Nothing but the text of the records belongs in your answer: repeat all of it exactly and leave out the images.

═══

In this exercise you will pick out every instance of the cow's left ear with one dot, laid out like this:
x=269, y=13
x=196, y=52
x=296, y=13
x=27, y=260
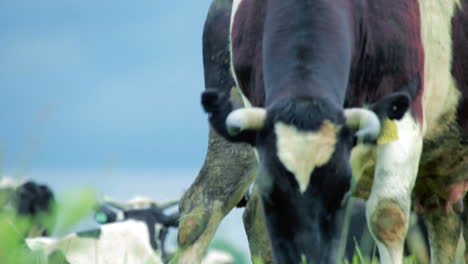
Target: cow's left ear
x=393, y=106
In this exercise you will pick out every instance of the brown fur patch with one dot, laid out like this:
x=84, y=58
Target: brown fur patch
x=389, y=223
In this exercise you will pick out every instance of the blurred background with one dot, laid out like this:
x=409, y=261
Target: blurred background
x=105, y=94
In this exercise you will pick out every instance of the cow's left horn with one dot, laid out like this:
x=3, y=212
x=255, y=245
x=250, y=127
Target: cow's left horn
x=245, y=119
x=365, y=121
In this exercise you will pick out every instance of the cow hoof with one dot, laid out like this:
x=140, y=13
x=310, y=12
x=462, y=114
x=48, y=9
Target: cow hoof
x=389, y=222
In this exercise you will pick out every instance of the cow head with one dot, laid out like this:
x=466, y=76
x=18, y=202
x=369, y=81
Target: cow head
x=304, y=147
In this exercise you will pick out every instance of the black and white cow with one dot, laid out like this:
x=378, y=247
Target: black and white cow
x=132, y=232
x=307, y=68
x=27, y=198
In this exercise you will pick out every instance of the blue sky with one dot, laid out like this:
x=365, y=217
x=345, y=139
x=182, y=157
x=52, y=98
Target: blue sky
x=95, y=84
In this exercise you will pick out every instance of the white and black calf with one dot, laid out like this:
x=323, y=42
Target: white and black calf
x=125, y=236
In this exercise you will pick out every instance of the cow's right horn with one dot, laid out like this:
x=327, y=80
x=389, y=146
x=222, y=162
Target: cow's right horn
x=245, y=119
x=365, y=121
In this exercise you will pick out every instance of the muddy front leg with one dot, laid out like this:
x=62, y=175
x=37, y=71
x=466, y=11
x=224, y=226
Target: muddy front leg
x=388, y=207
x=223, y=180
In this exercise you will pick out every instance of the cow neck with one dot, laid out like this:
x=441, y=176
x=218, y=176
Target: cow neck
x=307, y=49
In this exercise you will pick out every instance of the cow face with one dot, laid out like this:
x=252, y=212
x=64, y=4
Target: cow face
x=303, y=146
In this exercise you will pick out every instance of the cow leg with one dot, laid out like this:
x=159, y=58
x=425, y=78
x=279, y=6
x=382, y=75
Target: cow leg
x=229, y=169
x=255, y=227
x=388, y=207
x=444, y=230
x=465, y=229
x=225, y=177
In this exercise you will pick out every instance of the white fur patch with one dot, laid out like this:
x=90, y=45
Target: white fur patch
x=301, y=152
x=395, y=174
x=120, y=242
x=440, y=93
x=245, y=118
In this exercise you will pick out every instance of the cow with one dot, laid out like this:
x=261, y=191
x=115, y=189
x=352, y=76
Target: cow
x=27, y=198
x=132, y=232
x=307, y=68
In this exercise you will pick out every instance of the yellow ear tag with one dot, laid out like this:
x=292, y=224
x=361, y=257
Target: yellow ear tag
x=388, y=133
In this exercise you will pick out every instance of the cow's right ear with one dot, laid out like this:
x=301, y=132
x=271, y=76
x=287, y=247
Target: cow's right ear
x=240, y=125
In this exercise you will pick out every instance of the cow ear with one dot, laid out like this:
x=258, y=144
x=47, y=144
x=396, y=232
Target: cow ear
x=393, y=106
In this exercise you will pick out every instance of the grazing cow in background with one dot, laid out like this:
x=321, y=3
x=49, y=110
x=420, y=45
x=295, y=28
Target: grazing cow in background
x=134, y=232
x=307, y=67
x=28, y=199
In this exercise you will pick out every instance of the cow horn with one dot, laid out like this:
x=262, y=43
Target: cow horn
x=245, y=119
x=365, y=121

═══

ANSWER AREA.
In this exercise you will pick out every instance of the cow's left ear with one dot, laid out like this:
x=269, y=13
x=196, y=52
x=296, y=13
x=27, y=260
Target: cow's left ear
x=393, y=106
In this exercise you will pick out every instance of the brown fur patch with one dot, laid out like this:
x=84, y=58
Target: brown fur patch
x=389, y=223
In this exercise you will pick out every instance of the blurred background with one dot, laid out like this:
x=409, y=261
Target: blurred background
x=105, y=94
In this exercise you will pick out every instance of the cow's left horn with one dot, laid out like this:
x=3, y=212
x=255, y=245
x=250, y=127
Target: cow's left horn
x=245, y=119
x=365, y=121
In this exercise you will pick out every instance of the cow hoof with one dot, laid out like this:
x=140, y=13
x=310, y=12
x=462, y=114
x=48, y=9
Target: cow hoof
x=389, y=222
In this exercise you will pick out every instance of the cow head with one dot, laid out like this:
x=466, y=76
x=18, y=202
x=369, y=81
Target: cow head
x=304, y=147
In this exercise you will pick out every instance of the black and white cow with one dot, laid out like this:
x=378, y=247
Target: black and white cow
x=132, y=232
x=307, y=68
x=27, y=198
In this exercise you will pick out every instance of the blue sky with one dot, laid out like this:
x=365, y=217
x=345, y=139
x=182, y=157
x=52, y=98
Target: blue sky
x=95, y=84
In this exercise you will pick out every instance of the white and black calf with one dot, laid out like this:
x=323, y=42
Target: white and black calf
x=125, y=236
In this exercise you will pick out every instance of the cow's right horn with one dot, laid out like this:
x=327, y=80
x=389, y=146
x=222, y=162
Target: cow's right horn
x=245, y=119
x=365, y=121
In this exercise you will pick out every instance of the muddy front leg with one dot, laid out like this:
x=62, y=175
x=37, y=71
x=466, y=11
x=224, y=226
Target: muddy front leg
x=388, y=207
x=223, y=180
In this exercise you will pick out every instance of the cow neck with one dot, laid out like this:
x=441, y=176
x=218, y=176
Target: cow neck
x=307, y=49
In this exercise you will pick out every instance of the cow face with one dot, laid out like this:
x=252, y=212
x=64, y=4
Target: cow face
x=303, y=146
In this exercise you will pick out every instance of the cow leg with one dot, laid out like this:
x=159, y=58
x=425, y=78
x=279, y=6
x=382, y=75
Target: cow leg
x=229, y=169
x=255, y=227
x=388, y=207
x=444, y=230
x=465, y=229
x=225, y=177
In this exercise you will pick out every instance of the white fur patch with one dot, laid out like this:
x=90, y=45
Target: white fur patch
x=301, y=152
x=395, y=174
x=120, y=242
x=440, y=93
x=245, y=118
In this exercise you will pick out every instance of the cow with one dot, laid out like this:
x=261, y=191
x=115, y=189
x=352, y=76
Target: cow
x=27, y=198
x=132, y=232
x=307, y=68
In this exercise you will pick out every instance of the yellow ear tag with one dot, laid out like this:
x=292, y=224
x=361, y=257
Target: yellow ear tag
x=388, y=133
In this exercise you will pick out every instance of the cow's right ear with one dot, laid out like this:
x=301, y=132
x=271, y=76
x=287, y=247
Target: cow's right ear
x=240, y=125
In this exercise you will pick out every instance of the cow ear with one dot, laid out like this:
x=258, y=144
x=47, y=144
x=396, y=232
Target: cow ear
x=393, y=106
In this exercise you will pick out every instance of the grazing cow in background with one dot, laid out like this:
x=321, y=3
x=49, y=110
x=420, y=45
x=295, y=28
Target: grazing cow in background
x=134, y=232
x=307, y=67
x=28, y=199
In this exercise you will pick out every instance of the cow horn with one dot, laid out like this:
x=262, y=43
Target: cow horn
x=245, y=119
x=365, y=121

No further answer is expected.